**EXTRACTO DEL DOCUMENTO**
Y resulta, querido diario, que ya nadie se acuerda del chino
traga-murciélagos. Pobre chino. Y también
pobre alimaña, ambos relegados al olvido.
Ahora lo que está de moda es reinventarse. Por fuerza o por
oportunidad, es el momento de reinventarse. Ya hay dentistas repartiendo
verduras a domicilio, ingenieros vendiendo sánguches también a domicilio
(gourmet eso sí), y hasta estudiantes musculosos y dietéticos que muestran sus
partes en una página de pago sólo para sus fans. No sé si también van a
domicilio.
Hay que reinventarse, todos dicen. Es la oportunidad para ser
otro, salir fortalecidos, cambiar el mundo. Ahora sí que sí, ahora entendimos,
la Humanidad será otra después de esto. Saldremos más humildes, más simples,
más humanos.
Y tú sabes, querido diario, que yo sí me he reinventado muchas veces.
Porque fui estudiante de ciencias, también un apasionado y lúbrico actor de cabaret experimental;
aspirante a artista conceptual
enrollador de ideas con forma de corbatas; estudiante de pintura en Barcelona;
dentista contralor en un megacentro de salud al cual demandé por incumplimiento
de contrato.

**TU OBJETIVO**
Según el extracto del documento, ¿qué venden a domicilio los ingenieros? No se necesitan los registros.

[Registros almacenados]
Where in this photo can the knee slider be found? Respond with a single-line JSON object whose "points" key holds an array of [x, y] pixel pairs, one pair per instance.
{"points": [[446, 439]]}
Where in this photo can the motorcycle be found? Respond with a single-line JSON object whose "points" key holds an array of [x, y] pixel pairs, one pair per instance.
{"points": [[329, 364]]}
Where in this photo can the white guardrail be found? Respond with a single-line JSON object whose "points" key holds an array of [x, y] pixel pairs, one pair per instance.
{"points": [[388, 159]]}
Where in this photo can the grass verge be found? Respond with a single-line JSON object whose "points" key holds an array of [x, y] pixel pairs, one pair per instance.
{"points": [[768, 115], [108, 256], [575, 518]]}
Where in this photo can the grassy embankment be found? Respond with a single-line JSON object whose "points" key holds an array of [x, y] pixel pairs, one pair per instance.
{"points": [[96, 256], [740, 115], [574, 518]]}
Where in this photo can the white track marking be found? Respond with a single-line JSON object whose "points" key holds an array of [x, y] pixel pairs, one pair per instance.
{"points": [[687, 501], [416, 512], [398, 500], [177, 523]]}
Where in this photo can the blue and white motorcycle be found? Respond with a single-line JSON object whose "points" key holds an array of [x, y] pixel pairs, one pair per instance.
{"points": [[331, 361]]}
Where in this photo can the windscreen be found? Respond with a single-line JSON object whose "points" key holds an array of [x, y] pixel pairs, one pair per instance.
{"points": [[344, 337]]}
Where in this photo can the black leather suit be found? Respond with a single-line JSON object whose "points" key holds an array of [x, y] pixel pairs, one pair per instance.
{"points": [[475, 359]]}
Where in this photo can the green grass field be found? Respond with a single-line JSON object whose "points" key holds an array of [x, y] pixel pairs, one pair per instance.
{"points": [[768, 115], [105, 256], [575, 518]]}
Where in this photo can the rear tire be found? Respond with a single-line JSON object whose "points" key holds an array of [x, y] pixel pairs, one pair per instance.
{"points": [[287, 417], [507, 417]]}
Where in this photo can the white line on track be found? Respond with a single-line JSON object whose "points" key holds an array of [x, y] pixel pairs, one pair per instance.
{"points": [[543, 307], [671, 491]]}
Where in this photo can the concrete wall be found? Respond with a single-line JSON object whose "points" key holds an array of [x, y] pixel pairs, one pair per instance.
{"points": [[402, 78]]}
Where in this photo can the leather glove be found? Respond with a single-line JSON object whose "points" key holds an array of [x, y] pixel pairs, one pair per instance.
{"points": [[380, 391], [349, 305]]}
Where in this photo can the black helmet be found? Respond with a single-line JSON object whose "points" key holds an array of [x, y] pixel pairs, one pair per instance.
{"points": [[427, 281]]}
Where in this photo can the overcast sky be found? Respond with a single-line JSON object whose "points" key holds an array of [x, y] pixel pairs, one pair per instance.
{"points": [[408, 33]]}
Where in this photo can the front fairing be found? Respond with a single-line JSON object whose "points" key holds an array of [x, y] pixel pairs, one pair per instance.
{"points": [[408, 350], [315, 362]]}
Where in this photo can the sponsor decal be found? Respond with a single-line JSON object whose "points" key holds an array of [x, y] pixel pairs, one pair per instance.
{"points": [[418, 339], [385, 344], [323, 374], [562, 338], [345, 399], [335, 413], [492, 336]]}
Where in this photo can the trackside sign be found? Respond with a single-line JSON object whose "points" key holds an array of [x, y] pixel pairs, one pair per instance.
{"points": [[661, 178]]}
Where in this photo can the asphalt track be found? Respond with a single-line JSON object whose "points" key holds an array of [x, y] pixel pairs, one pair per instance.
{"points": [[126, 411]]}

**SOLUCIÓN**
Sánguches gourmet.